We don’t cut God
Sir: The Revd Dr Peter Mullen suggests (Letters, 3 August) that Boris Johnson told him my BBC Great Lives programme had cut from our broadcast treatment of Samuel Johnson an extended discussion of Christianity’s role in Dr Johnson’s life. Boris J championed Samuel J for our programme, and your correspondent has been persuaded that Mr J argued at length the centrality of religion to the great lexicographer.
I am fascinated by religion. My producers would not relegate a person’s faith where it was claimed as central to their greatness. I seem to remember Mr J did say that Dr J’s faith was important to him, and that does appear to be so, but this was commonplace at the time, and if there was anything notable about Samuel Johnson’s personal beliefs it was his strong dislike of religiosity and zealotry. I myself read him as more concerned with morality than spirituality.
Boris Johnson proved a sparkling, energetic and erudite champion of his namesake and this made for a wonderful discussion; but if he had wished to place God at the centre of his hero’s life, I cannot think we would removed Him. More likely our (now) Prime Minister misremembered, or your correspondent misunderstood him.
Matthew Parris
Bakewell, Derbyshire
Scotland’s failing schools
Sir: As Toby Young reported (No sacred cows, 16 July), the Scottish education system now ranks third among UK nations and achieves only average performance in international terms, as measured by the Pisa programme. The annual Scottish Survey of Literacy and Numeracy detailed a sharp decline at all levels in school. The response of the SNP government to this state of affairs? To remove Scotland from the Pisa programme and discontinue the survey.
Compared with England, less than half the percentage of children from disadvantaged backgrounds attend university. This shocking statistic belies the Scottish government’s professed commitment to social justice. As the 2015 OECD report ‘Improving Schools in Scotland’ concludes: ‘It is worse to be poor in Scotland than in any part of the UK.’
Scotland’s Curriculum for Excellence (CfE) is to blame. It lacks both standards and sensible assessment strategies. Effective teaching methods were overthrown for previously untested methodologies. Well, they have been tested now! In 2011 the Scottish inspectorate lost its independence. It merged into Education Scotland, the body responsible for CfE. Inspectors no longer assess school effectiveness but school compliance; they count the projects, themes and activities. The last bastion of high standards has fallen, and the young people of Scotland are paying the price.
Carole Ford
Former president of School Leaders Scotland, Glasgow
Great Central memories
Sir: Warm childhood memories of the thrill of transport by steam train were reawakened on reading ‘An alternative route’ (3 August). In the 1950s I travelled with my parents from Rugby Central to Oxford by that route to visit my grandmother. When Beeching closed it down a decade later, my father stated with feeling that one day such an act of folly would be regretted. He should have known, because he followed that route throughout the war years every weekend, from his family home in Oxford to Rugby, where he was apprenticed as an electrical engineer at BTH. I sense my father’s warm support for Ross Clark in championing the reopening of perhaps the finest railway line our Victorian ancestors ever built.
════════════════
**TASKS TO CARRY OUT**
1 - Retype the letters word for word, from "Boris Johnson proved" to "correspondent misunderstood him.".
2 - According to the letters, in what year did the Scottish inspectorate lose its independence?

**DATA SUPPLIED**
════════════════
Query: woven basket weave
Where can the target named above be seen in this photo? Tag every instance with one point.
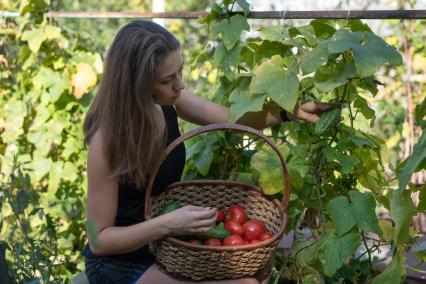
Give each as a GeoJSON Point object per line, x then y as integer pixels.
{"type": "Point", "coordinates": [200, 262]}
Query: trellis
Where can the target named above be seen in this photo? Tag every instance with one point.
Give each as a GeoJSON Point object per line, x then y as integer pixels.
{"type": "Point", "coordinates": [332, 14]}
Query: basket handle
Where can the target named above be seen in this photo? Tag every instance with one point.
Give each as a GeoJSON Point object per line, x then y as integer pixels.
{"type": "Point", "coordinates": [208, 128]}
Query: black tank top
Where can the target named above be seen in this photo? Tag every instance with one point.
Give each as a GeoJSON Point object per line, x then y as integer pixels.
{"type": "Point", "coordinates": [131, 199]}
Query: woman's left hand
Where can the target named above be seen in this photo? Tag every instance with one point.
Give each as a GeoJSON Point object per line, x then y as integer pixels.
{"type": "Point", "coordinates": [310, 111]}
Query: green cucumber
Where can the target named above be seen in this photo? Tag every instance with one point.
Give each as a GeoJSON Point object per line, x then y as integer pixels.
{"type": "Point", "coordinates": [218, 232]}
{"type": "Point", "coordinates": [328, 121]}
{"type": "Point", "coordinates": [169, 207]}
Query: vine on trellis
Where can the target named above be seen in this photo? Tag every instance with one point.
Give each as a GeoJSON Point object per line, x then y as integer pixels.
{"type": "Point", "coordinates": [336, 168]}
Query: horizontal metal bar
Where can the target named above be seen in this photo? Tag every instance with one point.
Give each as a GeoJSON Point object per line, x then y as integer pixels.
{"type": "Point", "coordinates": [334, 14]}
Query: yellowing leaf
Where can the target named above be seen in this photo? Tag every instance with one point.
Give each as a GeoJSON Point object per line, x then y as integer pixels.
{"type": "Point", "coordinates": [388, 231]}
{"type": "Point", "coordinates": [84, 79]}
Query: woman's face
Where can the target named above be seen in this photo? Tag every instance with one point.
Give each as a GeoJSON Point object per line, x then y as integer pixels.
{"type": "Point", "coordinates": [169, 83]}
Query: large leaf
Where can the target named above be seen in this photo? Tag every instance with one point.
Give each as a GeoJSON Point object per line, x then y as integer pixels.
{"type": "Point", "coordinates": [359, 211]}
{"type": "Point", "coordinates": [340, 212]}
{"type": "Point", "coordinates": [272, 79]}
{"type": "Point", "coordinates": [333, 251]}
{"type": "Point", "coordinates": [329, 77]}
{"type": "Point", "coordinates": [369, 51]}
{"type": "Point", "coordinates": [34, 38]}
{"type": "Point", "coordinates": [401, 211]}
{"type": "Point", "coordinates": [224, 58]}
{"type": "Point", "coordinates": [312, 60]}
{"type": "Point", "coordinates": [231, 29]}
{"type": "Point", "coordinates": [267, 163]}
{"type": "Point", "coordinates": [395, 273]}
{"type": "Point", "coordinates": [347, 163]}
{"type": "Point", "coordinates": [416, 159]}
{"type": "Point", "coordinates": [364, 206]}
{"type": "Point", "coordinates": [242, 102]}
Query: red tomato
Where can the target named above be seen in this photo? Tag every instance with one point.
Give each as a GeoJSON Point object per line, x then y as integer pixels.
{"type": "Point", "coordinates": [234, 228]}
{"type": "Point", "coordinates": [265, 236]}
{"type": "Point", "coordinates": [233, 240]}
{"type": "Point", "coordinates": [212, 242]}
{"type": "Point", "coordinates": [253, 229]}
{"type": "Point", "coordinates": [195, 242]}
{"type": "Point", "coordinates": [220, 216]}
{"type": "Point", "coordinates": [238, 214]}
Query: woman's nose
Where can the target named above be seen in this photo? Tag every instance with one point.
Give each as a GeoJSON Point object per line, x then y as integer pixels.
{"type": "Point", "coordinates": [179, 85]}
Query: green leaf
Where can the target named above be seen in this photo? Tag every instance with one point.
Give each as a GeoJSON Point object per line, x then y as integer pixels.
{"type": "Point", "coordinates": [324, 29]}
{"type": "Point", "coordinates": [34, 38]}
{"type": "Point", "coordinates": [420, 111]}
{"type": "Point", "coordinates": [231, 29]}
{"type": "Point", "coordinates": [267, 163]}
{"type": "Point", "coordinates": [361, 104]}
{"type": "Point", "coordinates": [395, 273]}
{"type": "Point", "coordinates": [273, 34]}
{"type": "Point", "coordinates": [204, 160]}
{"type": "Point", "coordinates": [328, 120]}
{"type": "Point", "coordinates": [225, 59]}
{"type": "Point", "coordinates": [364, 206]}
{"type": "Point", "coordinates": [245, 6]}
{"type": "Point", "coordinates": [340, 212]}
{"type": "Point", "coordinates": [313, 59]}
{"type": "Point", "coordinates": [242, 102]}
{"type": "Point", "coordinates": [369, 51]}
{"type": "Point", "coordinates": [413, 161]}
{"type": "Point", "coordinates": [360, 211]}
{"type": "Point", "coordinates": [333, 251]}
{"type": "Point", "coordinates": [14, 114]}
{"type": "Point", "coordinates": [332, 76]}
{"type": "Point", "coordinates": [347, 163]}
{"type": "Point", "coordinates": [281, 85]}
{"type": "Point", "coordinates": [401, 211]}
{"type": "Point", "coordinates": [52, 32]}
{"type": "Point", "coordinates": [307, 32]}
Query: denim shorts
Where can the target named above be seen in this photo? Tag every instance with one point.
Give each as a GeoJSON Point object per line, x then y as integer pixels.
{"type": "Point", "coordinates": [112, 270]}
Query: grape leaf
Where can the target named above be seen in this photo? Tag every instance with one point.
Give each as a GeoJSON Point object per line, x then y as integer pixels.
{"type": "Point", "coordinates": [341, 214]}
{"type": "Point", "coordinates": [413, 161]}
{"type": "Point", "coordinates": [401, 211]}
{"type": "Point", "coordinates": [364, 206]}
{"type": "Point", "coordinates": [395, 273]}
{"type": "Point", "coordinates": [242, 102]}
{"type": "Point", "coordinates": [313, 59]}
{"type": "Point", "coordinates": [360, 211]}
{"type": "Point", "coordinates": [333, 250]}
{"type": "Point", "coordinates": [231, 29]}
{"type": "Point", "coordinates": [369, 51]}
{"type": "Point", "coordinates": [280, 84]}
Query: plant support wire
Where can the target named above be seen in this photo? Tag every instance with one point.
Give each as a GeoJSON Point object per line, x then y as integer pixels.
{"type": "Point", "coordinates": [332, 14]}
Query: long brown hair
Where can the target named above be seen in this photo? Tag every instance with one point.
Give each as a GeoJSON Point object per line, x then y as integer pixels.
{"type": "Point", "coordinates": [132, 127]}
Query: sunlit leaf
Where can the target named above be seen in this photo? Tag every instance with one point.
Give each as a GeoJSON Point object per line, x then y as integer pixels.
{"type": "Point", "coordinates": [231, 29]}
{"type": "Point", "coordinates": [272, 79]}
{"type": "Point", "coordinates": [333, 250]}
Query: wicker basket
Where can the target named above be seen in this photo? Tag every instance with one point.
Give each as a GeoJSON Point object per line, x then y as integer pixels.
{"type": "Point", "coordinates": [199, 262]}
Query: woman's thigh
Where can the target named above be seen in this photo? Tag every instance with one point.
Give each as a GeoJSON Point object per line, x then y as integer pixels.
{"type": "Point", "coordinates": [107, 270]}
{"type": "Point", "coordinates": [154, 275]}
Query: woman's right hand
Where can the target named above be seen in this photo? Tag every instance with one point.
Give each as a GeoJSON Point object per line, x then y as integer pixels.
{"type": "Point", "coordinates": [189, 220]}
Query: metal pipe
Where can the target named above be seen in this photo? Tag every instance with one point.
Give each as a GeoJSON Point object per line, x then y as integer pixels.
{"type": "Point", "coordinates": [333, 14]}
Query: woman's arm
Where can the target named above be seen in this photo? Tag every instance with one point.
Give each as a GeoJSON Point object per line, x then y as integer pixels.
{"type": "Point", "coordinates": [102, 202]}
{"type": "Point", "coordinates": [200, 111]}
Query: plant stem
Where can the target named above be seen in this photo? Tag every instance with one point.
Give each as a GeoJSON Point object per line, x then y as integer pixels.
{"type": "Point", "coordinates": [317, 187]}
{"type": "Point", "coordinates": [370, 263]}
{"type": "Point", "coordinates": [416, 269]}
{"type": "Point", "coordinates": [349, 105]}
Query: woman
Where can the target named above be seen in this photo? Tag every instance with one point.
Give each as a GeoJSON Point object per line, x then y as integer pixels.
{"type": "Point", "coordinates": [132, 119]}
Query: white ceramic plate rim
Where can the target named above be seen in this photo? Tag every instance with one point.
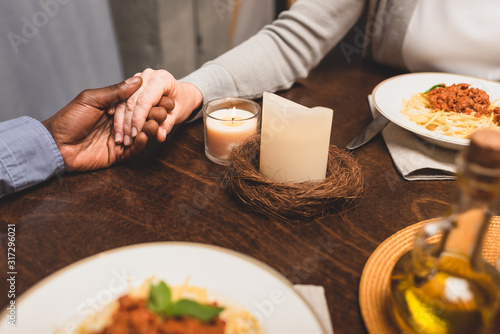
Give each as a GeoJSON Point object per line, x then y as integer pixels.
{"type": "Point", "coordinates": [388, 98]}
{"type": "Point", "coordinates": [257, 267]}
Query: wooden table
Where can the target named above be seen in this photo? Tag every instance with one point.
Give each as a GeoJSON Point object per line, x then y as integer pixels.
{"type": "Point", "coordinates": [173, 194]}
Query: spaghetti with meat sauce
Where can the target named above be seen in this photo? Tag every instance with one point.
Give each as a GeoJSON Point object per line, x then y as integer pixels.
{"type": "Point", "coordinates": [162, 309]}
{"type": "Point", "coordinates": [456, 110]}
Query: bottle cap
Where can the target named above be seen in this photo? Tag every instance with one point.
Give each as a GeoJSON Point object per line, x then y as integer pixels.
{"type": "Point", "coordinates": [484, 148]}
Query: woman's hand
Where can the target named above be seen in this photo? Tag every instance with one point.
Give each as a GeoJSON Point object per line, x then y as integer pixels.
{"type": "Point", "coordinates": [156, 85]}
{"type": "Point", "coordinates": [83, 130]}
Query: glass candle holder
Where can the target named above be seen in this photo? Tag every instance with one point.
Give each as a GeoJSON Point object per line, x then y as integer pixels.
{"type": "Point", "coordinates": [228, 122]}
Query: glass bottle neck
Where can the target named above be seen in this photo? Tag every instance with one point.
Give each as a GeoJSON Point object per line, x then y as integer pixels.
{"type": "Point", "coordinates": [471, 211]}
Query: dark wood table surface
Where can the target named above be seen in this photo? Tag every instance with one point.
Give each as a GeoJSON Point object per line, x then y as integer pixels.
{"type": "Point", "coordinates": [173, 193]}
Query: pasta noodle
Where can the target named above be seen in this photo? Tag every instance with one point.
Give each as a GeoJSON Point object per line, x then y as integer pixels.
════════════════
**YOUR WRITTEN ANSWERS**
1 -
Boris Johnson proved a sparkling, energetic and erudite champion of his namesake and this made for a wonderful discussion; but if he had wished to place God at the centre of his hero’s life, I cannot think we would removed Him. More likely our (now) Prime Minister misremembered, or your correspondent misunderstood him.

2 - 2011